Reprint every entry, character for character.

[[ Data records open ]]

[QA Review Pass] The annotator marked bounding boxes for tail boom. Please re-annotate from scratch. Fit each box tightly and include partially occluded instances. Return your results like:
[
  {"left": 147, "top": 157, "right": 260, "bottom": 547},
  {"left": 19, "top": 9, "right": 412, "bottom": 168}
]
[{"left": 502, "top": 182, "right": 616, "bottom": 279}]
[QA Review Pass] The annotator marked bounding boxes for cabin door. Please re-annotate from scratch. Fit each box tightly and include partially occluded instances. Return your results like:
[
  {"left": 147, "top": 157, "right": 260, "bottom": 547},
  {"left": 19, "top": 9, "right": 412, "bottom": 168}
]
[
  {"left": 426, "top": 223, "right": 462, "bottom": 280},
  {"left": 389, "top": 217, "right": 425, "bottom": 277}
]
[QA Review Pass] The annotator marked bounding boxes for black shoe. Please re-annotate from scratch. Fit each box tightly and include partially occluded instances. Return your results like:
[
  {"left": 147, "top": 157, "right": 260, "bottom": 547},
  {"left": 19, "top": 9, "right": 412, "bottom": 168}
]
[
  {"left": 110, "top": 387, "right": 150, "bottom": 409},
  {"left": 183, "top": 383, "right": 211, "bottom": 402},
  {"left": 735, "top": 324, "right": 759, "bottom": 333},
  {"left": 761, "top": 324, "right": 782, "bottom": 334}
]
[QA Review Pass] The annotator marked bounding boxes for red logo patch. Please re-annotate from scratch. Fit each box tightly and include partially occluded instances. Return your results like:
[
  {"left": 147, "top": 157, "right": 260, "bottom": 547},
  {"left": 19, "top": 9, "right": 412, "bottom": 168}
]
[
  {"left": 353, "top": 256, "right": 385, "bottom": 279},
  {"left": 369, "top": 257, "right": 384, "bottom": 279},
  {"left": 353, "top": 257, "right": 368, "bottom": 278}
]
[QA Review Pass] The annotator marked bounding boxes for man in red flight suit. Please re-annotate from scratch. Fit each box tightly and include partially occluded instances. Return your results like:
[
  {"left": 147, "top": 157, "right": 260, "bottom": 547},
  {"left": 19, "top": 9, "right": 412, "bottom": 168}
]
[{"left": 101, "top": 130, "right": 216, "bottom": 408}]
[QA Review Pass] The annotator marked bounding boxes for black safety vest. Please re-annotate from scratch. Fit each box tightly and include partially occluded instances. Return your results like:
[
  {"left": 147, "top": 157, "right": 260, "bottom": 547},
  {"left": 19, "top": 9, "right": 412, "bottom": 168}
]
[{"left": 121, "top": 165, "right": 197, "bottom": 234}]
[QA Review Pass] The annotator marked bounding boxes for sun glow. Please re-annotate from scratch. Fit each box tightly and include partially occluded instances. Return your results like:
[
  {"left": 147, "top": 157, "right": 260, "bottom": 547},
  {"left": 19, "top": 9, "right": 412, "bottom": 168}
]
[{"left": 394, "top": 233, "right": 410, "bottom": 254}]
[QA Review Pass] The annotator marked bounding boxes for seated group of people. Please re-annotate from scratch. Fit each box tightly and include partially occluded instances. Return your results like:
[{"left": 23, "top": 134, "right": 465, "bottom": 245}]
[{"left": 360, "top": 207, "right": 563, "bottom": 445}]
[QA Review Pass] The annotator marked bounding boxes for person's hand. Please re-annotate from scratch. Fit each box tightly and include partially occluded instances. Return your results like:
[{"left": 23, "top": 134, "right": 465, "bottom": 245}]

[[ Data records closed ]]

Task solution:
[QA Review Pass] The annotator marked bounding boxes for tail boom. Please re-annotate from scratch. Fit each box tightly and include partially occluded instances. Return your results like:
[
  {"left": 147, "top": 157, "right": 260, "bottom": 547},
  {"left": 19, "top": 9, "right": 412, "bottom": 168}
]
[{"left": 502, "top": 182, "right": 616, "bottom": 279}]
[QA Review Pass] The annotator marked bounding boxes for cabin door. Please re-annotate from scratch. Fit each box tightly and include partially occluded instances. Return your results like:
[
  {"left": 147, "top": 157, "right": 260, "bottom": 547},
  {"left": 19, "top": 9, "right": 412, "bottom": 168}
]
[
  {"left": 426, "top": 223, "right": 462, "bottom": 280},
  {"left": 389, "top": 217, "right": 425, "bottom": 277}
]
[QA Review Pass] The annotator marked bounding boxes for black shoe. Please re-annotate from scratch. Fit each box tightly and include partially occluded instances. Return your results like:
[
  {"left": 147, "top": 157, "right": 260, "bottom": 547},
  {"left": 19, "top": 9, "right": 412, "bottom": 168}
]
[
  {"left": 110, "top": 387, "right": 150, "bottom": 409},
  {"left": 183, "top": 383, "right": 211, "bottom": 402},
  {"left": 735, "top": 324, "right": 759, "bottom": 333},
  {"left": 761, "top": 324, "right": 782, "bottom": 334}
]
[QA Review Pass] The annotator marked bounding boxes for red logo patch. Please re-annotate from scratch. Fit each box tightly and include partially occluded instances. Return your results like:
[
  {"left": 147, "top": 157, "right": 260, "bottom": 547},
  {"left": 19, "top": 9, "right": 412, "bottom": 168}
]
[
  {"left": 353, "top": 256, "right": 385, "bottom": 279},
  {"left": 369, "top": 257, "right": 384, "bottom": 279},
  {"left": 353, "top": 257, "right": 368, "bottom": 278}
]
[QA Review Pass] The annotator marked bounding boxes for man in red flight suit. Please re-annotate from scratch. Fit each box tightly and include partially occluded instances. Return your results like:
[
  {"left": 147, "top": 157, "right": 260, "bottom": 547},
  {"left": 19, "top": 9, "right": 412, "bottom": 168}
]
[{"left": 101, "top": 130, "right": 216, "bottom": 408}]
[QA Review Pass] The annotator marked bounding boxes for black safety vest. Please re-annotate from scratch. Fit each box tightly and include partially occluded instances. Return your results like:
[
  {"left": 147, "top": 157, "right": 260, "bottom": 547},
  {"left": 19, "top": 9, "right": 412, "bottom": 168}
]
[{"left": 121, "top": 165, "right": 197, "bottom": 234}]
[QA Review Pass] The annotator marked bounding boxes for sun glow. Please re-annotate from scratch. Fit each box tightly and include partially occluded instances. Return your results like:
[
  {"left": 147, "top": 157, "right": 260, "bottom": 547},
  {"left": 19, "top": 9, "right": 412, "bottom": 168}
]
[{"left": 394, "top": 233, "right": 410, "bottom": 254}]
[QA Review Pass] The annotator marked bounding boxes for seated group of people. Please re-annotate from scratch. Fit each box tightly and include partially occluded instances. Return your results like:
[{"left": 23, "top": 134, "right": 465, "bottom": 245}]
[{"left": 360, "top": 207, "right": 563, "bottom": 445}]
[QA Review Pass] The annotator marked bounding boxes for person's hand. Please re-annotate from scratch. Fit each box tightly and include partially occluded instances. Return your results like:
[{"left": 23, "top": 134, "right": 465, "bottom": 245}]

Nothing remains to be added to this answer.